WHAT TO WORK ON: Reproduce the stretch from the line containing "Please put a point on each instance of the tree in" through the end of the records, request lines included, multiplying every x and y coordinate in the answers by 1.75 and rounding each to a whole number, with halves rounded up. Leave the request text and its format sample unchanged.

Records from a dataset:

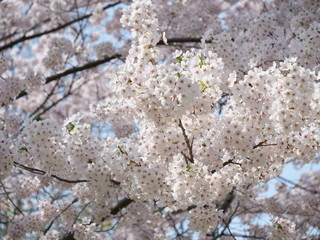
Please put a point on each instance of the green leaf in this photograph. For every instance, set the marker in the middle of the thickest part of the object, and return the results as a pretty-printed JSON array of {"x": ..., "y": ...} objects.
[{"x": 38, "y": 118}]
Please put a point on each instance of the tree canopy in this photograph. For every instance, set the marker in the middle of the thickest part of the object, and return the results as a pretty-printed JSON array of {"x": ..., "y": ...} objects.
[{"x": 159, "y": 119}]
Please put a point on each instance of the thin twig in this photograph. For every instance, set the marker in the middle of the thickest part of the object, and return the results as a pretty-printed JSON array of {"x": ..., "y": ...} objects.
[
  {"x": 84, "y": 207},
  {"x": 16, "y": 207},
  {"x": 189, "y": 158},
  {"x": 36, "y": 35},
  {"x": 73, "y": 70},
  {"x": 65, "y": 209},
  {"x": 41, "y": 172},
  {"x": 298, "y": 185}
]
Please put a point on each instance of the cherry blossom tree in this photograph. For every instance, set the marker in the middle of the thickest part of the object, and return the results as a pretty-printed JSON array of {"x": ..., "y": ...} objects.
[{"x": 158, "y": 119}]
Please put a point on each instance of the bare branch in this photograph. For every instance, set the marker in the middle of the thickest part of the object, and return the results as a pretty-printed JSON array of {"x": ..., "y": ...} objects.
[
  {"x": 73, "y": 70},
  {"x": 41, "y": 172},
  {"x": 262, "y": 144},
  {"x": 60, "y": 27},
  {"x": 189, "y": 158},
  {"x": 65, "y": 209},
  {"x": 121, "y": 204},
  {"x": 298, "y": 185},
  {"x": 16, "y": 207}
]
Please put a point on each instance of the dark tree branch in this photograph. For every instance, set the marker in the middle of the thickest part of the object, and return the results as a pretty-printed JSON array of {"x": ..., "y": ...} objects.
[
  {"x": 16, "y": 207},
  {"x": 41, "y": 172},
  {"x": 298, "y": 185},
  {"x": 52, "y": 221},
  {"x": 180, "y": 40},
  {"x": 262, "y": 144},
  {"x": 189, "y": 158},
  {"x": 121, "y": 205},
  {"x": 73, "y": 70},
  {"x": 60, "y": 27}
]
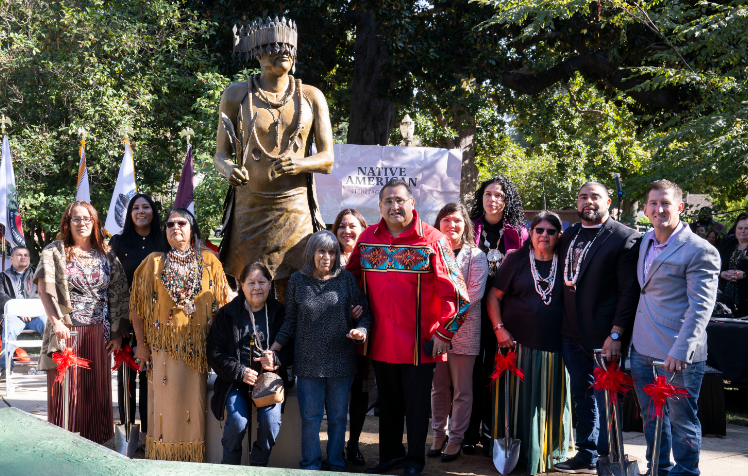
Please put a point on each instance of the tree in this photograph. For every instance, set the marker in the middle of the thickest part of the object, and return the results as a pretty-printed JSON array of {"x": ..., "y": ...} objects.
[
  {"x": 683, "y": 63},
  {"x": 100, "y": 65}
]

WRITTEN SOLUTION:
Please put a point on each instance of the tree in this photograph. For every instance, set the marker in the middle of the thickest part of the object, and return the results as a pretty-printed JSON array of {"x": ..., "y": ...} objects.
[
  {"x": 1195, "y": 110},
  {"x": 175, "y": 114}
]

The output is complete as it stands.